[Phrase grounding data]

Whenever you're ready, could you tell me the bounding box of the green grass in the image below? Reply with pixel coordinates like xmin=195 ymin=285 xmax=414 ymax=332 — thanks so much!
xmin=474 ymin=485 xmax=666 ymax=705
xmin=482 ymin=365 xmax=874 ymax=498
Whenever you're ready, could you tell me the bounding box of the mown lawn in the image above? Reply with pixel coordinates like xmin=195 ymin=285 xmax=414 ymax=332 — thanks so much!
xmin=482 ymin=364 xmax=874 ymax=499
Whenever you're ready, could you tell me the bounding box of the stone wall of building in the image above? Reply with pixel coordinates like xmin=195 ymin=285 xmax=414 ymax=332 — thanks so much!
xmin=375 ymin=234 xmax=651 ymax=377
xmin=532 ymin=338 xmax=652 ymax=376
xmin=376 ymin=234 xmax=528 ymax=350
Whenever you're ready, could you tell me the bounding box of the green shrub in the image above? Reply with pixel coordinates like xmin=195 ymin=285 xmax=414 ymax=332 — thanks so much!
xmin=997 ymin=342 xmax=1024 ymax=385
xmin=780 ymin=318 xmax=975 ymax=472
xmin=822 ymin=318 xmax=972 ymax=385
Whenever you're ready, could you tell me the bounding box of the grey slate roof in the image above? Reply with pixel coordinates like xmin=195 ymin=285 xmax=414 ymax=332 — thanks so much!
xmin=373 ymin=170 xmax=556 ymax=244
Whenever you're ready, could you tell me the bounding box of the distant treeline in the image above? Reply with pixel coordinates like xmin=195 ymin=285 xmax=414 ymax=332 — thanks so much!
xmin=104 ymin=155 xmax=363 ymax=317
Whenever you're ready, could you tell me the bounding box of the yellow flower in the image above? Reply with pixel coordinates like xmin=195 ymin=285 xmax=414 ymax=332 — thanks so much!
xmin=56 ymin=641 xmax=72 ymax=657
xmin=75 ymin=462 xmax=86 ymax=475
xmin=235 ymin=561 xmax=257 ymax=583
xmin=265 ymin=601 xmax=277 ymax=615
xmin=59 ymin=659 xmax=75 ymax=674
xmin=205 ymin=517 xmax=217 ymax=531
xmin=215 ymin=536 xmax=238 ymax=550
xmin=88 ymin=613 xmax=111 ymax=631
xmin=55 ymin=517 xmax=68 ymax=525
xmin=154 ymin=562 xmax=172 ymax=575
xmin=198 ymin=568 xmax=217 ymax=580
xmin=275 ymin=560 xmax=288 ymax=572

## WHAT YOU ARE ASKED TO DO
All of the entries above need to be printed again exactly.

## ANSWER
Whenever you're ready, could you tell me the bounding box of the green grass in the image below? Reply with pixel coordinates like xmin=195 ymin=285 xmax=414 ymax=332 — thanks so much!
xmin=474 ymin=485 xmax=666 ymax=705
xmin=482 ymin=365 xmax=874 ymax=498
Whenever you're ready, could you tell me the bounding box of the mown lawn in the image above? Reply with pixel coordinates like xmin=195 ymin=285 xmax=414 ymax=332 — thanks so much!
xmin=482 ymin=364 xmax=874 ymax=499
Whenever you're ready, could you tell me the bounding box of the stone wall of building in the image above? Reply with pixel coordinates like xmin=195 ymin=285 xmax=414 ymax=332 — thanks so much!
xmin=375 ymin=234 xmax=651 ymax=377
xmin=532 ymin=338 xmax=652 ymax=376
xmin=376 ymin=234 xmax=528 ymax=350
Whenever you're ready, could you tell me the bounding box of the green shrub in the image above? Reply with pixel coordinates like xmin=195 ymin=285 xmax=414 ymax=332 — thanks so much!
xmin=997 ymin=342 xmax=1024 ymax=385
xmin=780 ymin=318 xmax=975 ymax=472
xmin=822 ymin=318 xmax=972 ymax=385
Whenever you're ready, could you tell me the bounding box of the grey slate roof in the image above? Reply with pixel coordinates like xmin=195 ymin=285 xmax=414 ymax=332 — thanks so much!
xmin=373 ymin=170 xmax=556 ymax=244
Whenever you're ready, could you tell me the bounding box of the distant treeline in the image above? Reply with pixel coordinates like xmin=195 ymin=285 xmax=414 ymax=332 — thanks so much!
xmin=104 ymin=155 xmax=363 ymax=317
Whenever you're ready, could you tell me the bounding box of the yellow flower in the image above? Reply with pixel coordinates like xmin=195 ymin=285 xmax=414 ymax=332 — thanks so much!
xmin=56 ymin=641 xmax=72 ymax=657
xmin=75 ymin=462 xmax=86 ymax=475
xmin=235 ymin=561 xmax=257 ymax=583
xmin=265 ymin=601 xmax=277 ymax=615
xmin=59 ymin=659 xmax=75 ymax=674
xmin=205 ymin=517 xmax=217 ymax=531
xmin=215 ymin=536 xmax=238 ymax=550
xmin=88 ymin=613 xmax=111 ymax=631
xmin=55 ymin=517 xmax=68 ymax=525
xmin=154 ymin=562 xmax=172 ymax=575
xmin=198 ymin=568 xmax=217 ymax=580
xmin=275 ymin=560 xmax=288 ymax=572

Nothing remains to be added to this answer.